** Start Stored records **

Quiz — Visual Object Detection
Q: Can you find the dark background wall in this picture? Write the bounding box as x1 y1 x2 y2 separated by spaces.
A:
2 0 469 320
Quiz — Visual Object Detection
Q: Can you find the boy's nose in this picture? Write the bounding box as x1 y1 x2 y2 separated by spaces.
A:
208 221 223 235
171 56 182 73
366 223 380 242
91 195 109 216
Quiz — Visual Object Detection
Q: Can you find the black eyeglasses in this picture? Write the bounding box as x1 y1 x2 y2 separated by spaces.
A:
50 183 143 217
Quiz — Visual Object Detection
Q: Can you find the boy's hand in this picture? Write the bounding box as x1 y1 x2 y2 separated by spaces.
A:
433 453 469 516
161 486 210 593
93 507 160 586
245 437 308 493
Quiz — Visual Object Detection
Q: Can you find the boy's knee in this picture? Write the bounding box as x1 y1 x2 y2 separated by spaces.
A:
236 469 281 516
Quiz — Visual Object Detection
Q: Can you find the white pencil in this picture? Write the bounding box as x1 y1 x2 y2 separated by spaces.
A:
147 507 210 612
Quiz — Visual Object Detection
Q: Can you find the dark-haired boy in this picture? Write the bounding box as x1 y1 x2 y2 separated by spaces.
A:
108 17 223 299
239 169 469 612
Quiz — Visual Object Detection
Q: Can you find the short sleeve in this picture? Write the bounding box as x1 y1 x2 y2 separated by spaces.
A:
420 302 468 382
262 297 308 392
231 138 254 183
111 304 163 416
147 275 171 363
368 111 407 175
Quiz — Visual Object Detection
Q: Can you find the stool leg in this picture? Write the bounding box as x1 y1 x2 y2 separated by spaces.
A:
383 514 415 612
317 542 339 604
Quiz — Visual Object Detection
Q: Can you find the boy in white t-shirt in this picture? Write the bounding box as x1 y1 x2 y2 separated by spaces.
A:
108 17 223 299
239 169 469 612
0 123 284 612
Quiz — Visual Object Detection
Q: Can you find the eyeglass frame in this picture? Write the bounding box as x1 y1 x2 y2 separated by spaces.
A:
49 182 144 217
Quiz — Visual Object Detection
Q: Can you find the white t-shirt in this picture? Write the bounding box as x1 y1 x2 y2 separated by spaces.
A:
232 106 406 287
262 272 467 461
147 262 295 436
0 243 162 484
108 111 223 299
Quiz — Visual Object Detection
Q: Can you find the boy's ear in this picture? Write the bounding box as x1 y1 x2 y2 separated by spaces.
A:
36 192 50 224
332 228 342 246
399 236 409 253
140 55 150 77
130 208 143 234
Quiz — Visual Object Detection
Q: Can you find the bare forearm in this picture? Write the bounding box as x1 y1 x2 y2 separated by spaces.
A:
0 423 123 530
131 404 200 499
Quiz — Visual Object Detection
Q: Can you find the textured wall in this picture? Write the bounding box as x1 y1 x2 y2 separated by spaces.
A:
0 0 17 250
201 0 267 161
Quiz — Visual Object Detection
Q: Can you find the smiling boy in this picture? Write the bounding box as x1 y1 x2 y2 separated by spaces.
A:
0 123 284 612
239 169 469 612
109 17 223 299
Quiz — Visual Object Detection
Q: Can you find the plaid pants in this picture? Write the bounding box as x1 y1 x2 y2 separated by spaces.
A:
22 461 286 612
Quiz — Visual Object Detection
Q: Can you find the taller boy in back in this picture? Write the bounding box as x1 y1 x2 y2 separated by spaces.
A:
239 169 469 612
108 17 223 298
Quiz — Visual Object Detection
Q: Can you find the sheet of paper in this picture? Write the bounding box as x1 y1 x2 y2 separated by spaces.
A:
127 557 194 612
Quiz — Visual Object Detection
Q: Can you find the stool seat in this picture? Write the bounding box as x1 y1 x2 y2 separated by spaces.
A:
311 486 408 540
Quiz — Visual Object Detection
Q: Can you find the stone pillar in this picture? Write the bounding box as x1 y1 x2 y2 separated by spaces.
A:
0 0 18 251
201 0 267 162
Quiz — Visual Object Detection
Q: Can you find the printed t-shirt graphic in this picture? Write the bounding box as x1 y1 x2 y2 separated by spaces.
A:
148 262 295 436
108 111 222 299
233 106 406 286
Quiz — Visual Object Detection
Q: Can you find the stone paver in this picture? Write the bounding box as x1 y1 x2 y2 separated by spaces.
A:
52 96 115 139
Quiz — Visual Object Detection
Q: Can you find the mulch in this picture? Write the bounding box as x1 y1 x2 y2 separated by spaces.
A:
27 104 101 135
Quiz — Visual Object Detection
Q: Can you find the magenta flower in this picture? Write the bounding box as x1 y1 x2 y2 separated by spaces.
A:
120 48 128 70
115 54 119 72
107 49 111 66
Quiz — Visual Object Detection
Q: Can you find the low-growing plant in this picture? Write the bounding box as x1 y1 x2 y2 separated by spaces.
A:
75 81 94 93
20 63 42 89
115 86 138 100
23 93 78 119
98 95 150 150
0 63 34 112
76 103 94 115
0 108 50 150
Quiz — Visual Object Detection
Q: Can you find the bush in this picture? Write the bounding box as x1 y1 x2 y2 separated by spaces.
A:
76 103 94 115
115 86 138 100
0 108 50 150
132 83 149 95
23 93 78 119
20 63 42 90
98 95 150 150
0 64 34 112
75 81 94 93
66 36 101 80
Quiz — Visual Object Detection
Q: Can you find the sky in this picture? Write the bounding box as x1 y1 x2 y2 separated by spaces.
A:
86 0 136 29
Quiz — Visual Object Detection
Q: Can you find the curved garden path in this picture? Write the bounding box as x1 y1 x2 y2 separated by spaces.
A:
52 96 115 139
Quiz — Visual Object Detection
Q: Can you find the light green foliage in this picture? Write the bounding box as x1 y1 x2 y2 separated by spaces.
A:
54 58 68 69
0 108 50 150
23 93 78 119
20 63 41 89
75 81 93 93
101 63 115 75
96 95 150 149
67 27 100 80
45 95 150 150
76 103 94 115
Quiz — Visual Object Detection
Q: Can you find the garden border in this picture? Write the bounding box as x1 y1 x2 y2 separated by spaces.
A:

** End Stored records **

### Your goal
Could you format every line of the entries above as a JSON list of strings, one string per line, leaving out blank lines?

### Complete output
[
  "Quiz — Visual Object Detection",
  "Q: Can you find the dark background wall in this picture? Write the bounding box as x1 y1 x2 y2 separated by spaces.",
  "A:",
  "2 0 469 320",
  "Quiz — Visual Object Detection",
  "Q: Can you find the boy's nose in this picture? Write the bounding box as x1 y1 x2 y2 separated by spaces.",
  "A:",
  "208 221 223 235",
  "171 56 182 73",
  "366 223 380 242",
  "91 195 109 216",
  "Quiz — Visual Object Detection",
  "Q: Can you find the black eyeglasses in this picture? Write the bounding box as x1 y1 x2 y2 separated by spaces.",
  "A:",
  "50 183 143 217",
  "Quiz — Visual Object Detection",
  "Q: Can you find the boy's hand in this picture? Write the bounding box as x1 y1 x2 y2 separated by spaces.",
  "A:",
  "433 453 469 516",
  "161 486 210 593",
  "93 507 160 586",
  "245 437 308 493",
  "Quiz — Visual Object Detection",
  "Q: Can you find the boy's knee in this picture? Write the bounding box as x1 y1 x2 y2 separated by spaces.",
  "A:",
  "236 469 281 516",
  "Quiz — Visual Object Detection",
  "Q: Can you find the white pencil in this picture? Write the bounding box as x1 y1 x2 y2 separated by spaces.",
  "A:",
  "147 507 210 612",
  "Quiz — Visual Object Detection",
  "Q: Can you find the dark-haired boy in this picture? Write the bounding box as x1 y1 x2 y2 separated by spaces.",
  "A:",
  "108 17 223 299",
  "239 169 469 612",
  "Quiz — Visual Object Detection",
  "Q: Can you find the short sleeve in this picture? Write the bounding box as x1 y1 x2 y2 separated by spaces.",
  "A:",
  "420 302 468 382",
  "262 297 308 392",
  "231 138 254 183",
  "111 304 163 416",
  "147 275 171 363",
  "368 111 407 175",
  "Quiz — Visual Object Detection",
  "Q: Can you find the stool leg in this picture? Write the bounding box as x1 y1 x2 y2 separated by spaces.",
  "A:",
  "383 514 415 612",
  "317 542 339 604",
  "Quiz — Visual Object Detection",
  "Q: Can you find the boy in white t-shirt in this picture? Write the bounding box as x1 y1 x2 y2 separated by spaces.",
  "A:",
  "108 17 223 299",
  "239 169 469 612",
  "0 123 284 612",
  "Quiz — Visual Object Detection",
  "Q: Can you find the eyeglass frame in this picture? Write the bounding box as x1 y1 x2 y2 separated by spaces.",
  "A:",
  "49 182 144 217",
  "Quiz — Visual Object Detection",
  "Q: Can you find the white t-shirt in this picture? Write the bounding box as x1 y1 x2 y2 separated by spaces.",
  "A:",
  "232 106 406 287",
  "262 272 467 461",
  "147 262 295 436",
  "0 243 162 484",
  "108 111 223 299",
  "Quiz — Visual Object Detection",
  "Q: Can you find the boy's ear in this picture? Write the bounding box as x1 y1 x2 y2 separated by spaces.",
  "A:",
  "36 192 50 224",
  "332 228 342 246",
  "399 236 409 253",
  "140 55 150 77",
  "130 208 143 234",
  "Quiz — Visual Object Detection",
  "Q: Can you find the bare forearm in this picture? Write the bounding box as x1 y1 x2 y2 separated by spaces.",
  "A:",
  "0 423 123 530",
  "131 404 200 499",
  "Quiz — Visual Object Detection",
  "Q: Can you find the textured wall in this picture? Write the bounding box as x1 y1 x2 y2 separated by spaces.",
  "A:",
  "0 0 17 250",
  "201 0 267 161",
  "Quiz — Visual Object Detection",
  "Q: Can you find the smiling boy in this picture? Write the bounding box as x1 y1 x2 y2 separated by spaces.",
  "A:",
  "0 123 284 612",
  "239 169 469 612",
  "109 17 223 299",
  "Quiz — Visual Object Detection",
  "Q: Can you find the plaid pants in this picture? Write the bounding box as x1 y1 x2 y2 separated by spaces.",
  "A:",
  "22 461 286 612",
  "Quiz — Visual Object Detection",
  "Q: Can you find the taller boy in back in this picture? Write the bounding box as x1 y1 x2 y2 separated by spaces.",
  "A:",
  "239 169 469 612",
  "108 17 223 298",
  "Quiz — Visual Object Detection",
  "Q: Can you find the sheet of paper in this picture? Write the bounding box as x1 y1 x2 y2 separated by spaces.",
  "A:",
  "127 557 194 612",
  "Quiz — Visual Object Detection",
  "Q: Can you find the stool seat in this picture? Write the bounding box as x1 y1 x2 y2 separated by spaces.",
  "A:",
  "311 486 408 540",
  "Quiz — Visual Object Detection",
  "Q: Can you find the stone pillar in this picture? Write the bounding box as x1 y1 x2 y2 separated by spaces.",
  "A:",
  "0 0 18 251",
  "201 0 267 162",
  "Quiz — Visual Object Detection",
  "Q: Can you find the printed t-shirt graphic in this picture? Write the bounding box as x1 y1 x2 y2 separated by spaces.",
  "A:",
  "148 262 295 436",
  "108 111 222 299",
  "233 106 406 286",
  "Quiz — Visual Object Detection",
  "Q: Can you find the stone paver in this picture? Write the bounding box as x1 y1 x2 y2 separated by spaces.",
  "A:",
  "52 96 115 139",
  "Quiz — Visual Object Detection",
  "Q: Can you find the mulch in this picture? Write the bounding box as x1 y1 x2 y2 separated by spaces.",
  "A:",
  "27 104 101 135",
  "Quiz — Visual Object Detection",
  "Q: Can you find the magenta flower in this picture? Write the bounding box as x1 y1 x2 y2 separated by spaces.",
  "A:",
  "120 48 128 70",
  "115 54 119 72",
  "107 49 111 66",
  "Quiz — Visual Object Detection",
  "Q: Can you find the low-growing plant in this picture? Write the bounding box as x1 y1 x2 y2 separated by spaces.",
  "A:",
  "75 81 94 93",
  "20 63 42 89",
  "115 86 138 100",
  "23 93 78 119",
  "98 95 150 150",
  "0 63 34 112",
  "76 103 94 115",
  "0 108 50 150",
  "Quiz — Visual Object Detection",
  "Q: Can you find the bush in this picture? Write the bounding box as x1 y1 x2 y2 separated by spaces.",
  "A:",
  "76 103 94 115",
  "115 86 138 100",
  "0 108 50 150",
  "132 83 149 95",
  "23 93 78 119",
  "20 63 42 90",
  "98 95 150 150",
  "0 64 34 112",
  "75 81 94 93",
  "66 36 101 80",
  "Quiz — Visual Object Detection",
  "Q: Can you find the sky in this picture? Write the bounding box as x1 y1 x2 y2 separated by spaces.",
  "A:",
  "86 0 136 29",
  "Quiz — Visual Object Detection",
  "Q: Can you find the curved garden path in this picture? Write the bounding box as x1 y1 x2 y2 separated by spaces.",
  "A:",
  "52 96 115 139",
  "Quiz — Visual Object Detection",
  "Q: Can you find the light green foliage in this picture? Write the bounding box as x1 y1 x2 y2 separated by spaces.",
  "A:",
  "54 58 68 69",
  "0 108 50 150",
  "23 93 78 119",
  "20 63 41 89",
  "75 81 93 93",
  "101 63 115 75",
  "96 95 150 149",
  "67 27 100 80",
  "45 95 150 150",
  "76 103 94 115",
  "Quiz — Visual Object Detection",
  "Q: Can you find the garden border in this picture? Write the bounding box as x1 y1 x2 y2 separated by spaces.",
  "A:"
]